EXERCISE :: Switch each "wooden" in the rows below to "timber" and write the rows out again, with nothing else changed.

>> begin

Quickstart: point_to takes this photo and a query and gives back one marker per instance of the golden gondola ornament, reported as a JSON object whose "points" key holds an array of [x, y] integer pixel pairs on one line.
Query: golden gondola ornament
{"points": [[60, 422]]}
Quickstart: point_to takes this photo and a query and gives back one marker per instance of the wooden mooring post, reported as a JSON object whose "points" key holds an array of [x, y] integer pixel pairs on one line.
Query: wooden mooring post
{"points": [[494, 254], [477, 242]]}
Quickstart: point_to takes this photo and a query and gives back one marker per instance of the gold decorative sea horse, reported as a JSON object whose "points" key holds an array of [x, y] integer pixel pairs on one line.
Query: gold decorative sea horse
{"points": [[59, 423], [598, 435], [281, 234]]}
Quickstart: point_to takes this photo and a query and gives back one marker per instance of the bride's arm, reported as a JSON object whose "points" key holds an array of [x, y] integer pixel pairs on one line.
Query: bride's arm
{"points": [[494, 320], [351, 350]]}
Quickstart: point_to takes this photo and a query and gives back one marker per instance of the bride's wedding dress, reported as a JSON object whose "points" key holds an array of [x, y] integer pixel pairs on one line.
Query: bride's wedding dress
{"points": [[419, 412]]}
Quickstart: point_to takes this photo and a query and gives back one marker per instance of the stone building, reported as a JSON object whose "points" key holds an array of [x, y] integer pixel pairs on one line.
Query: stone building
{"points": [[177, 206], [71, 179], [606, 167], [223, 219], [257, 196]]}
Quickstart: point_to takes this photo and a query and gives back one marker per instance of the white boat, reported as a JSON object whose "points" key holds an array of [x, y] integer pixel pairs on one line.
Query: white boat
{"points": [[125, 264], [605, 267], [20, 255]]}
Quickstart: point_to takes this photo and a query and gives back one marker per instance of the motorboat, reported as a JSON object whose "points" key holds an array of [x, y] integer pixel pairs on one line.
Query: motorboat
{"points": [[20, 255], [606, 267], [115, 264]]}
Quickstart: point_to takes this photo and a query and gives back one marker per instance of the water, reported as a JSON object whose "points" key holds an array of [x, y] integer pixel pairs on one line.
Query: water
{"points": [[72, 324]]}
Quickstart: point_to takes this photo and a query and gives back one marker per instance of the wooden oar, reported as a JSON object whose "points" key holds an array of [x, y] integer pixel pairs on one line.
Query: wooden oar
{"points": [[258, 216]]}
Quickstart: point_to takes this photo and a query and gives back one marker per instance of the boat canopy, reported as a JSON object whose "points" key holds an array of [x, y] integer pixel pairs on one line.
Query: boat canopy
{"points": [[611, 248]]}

>> end

SOLUTION TO THE EXERCISE ::
Quickstart: point_to takes this photo and a query and gives back one marker per instance of the golden gondola ornament, reported as a JSON object whose "points" key holds an array of [x, y] integer pixel pairs on one line.
Query: golden gondola ornament
{"points": [[60, 422]]}
Quickstart: point_to takes this photo and a query and gives back one marker per instance of the timber mooring post, reported as a JSON object whose "points" key holds an array of [x, y] integer pixel pairs on one line.
Query: timber mooring post
{"points": [[494, 254], [477, 242]]}
Quickstart: point_to takes this photo and a query and gives back one marker per instance of the gold decorative sea horse, reported as a JSON object whose "points" key holds an array of [x, y] integer pixel pairs on one line.
Query: gold decorative sea horse
{"points": [[59, 423], [598, 435], [281, 234]]}
Quickstart: point_to takes this photo and a query and gives back one marker per instance of the bride's arm, reported as a JSON object whose "points" key holds an array of [x, y] integer pixel pairs on one line.
Query: bride's arm
{"points": [[494, 320], [351, 350]]}
Quickstart: point_to takes this photo and a query and gives back one marker per instance of the bride's wedding dress, reported as a JSON object whose "points" key holds an array of [x, y] integer pixel pairs on one line.
Query: bride's wedding dress
{"points": [[419, 412]]}
Quickstart: point_to takes this photo and a query and gives back one marker per instance of the stone building, reported as a JSON object whose "points" key holds an array of [x, y] integer pixel pairs on one line.
Query: stone building
{"points": [[177, 206], [71, 179], [606, 167], [223, 219], [257, 196]]}
Quickstart: point_to takes this photo and a query and gives back one marker per instance of the white boat, reported as a JSON object whose "points" key holds an array of [x, y] integer pixel pairs on one line.
Query: white boat
{"points": [[125, 264], [605, 267], [20, 255]]}
Quickstart: point_to takes this photo and a query and gives back one marker per instance of the motorboat, reported as a JSON object whose "points" key holds an array of [x, y] integer pixel pairs on one line.
Query: motorboat
{"points": [[20, 255], [606, 267], [115, 264]]}
Quickstart: point_to takes this photo and a query and gives back one marker per instance of the water, reported as a JSON object whose "points" key holds an array of [x, y] integer pixel pairs on one line.
Query: water
{"points": [[72, 324]]}
Quickstart: point_to takes this photo and a query and gives back one marker per instance of the timber oar, reported as a JSON object whose "points" key holds an array of [x, y] integer pixel pairs on one line.
Query: timber oar
{"points": [[258, 216]]}
Quickstart: point_to takes this photo and a query and gives back one marker per instance of the boat canopy, reported as a JSON object whose "points" key holds an array of [x, y] integer pixel pairs on one line.
Query: boat canopy
{"points": [[611, 248]]}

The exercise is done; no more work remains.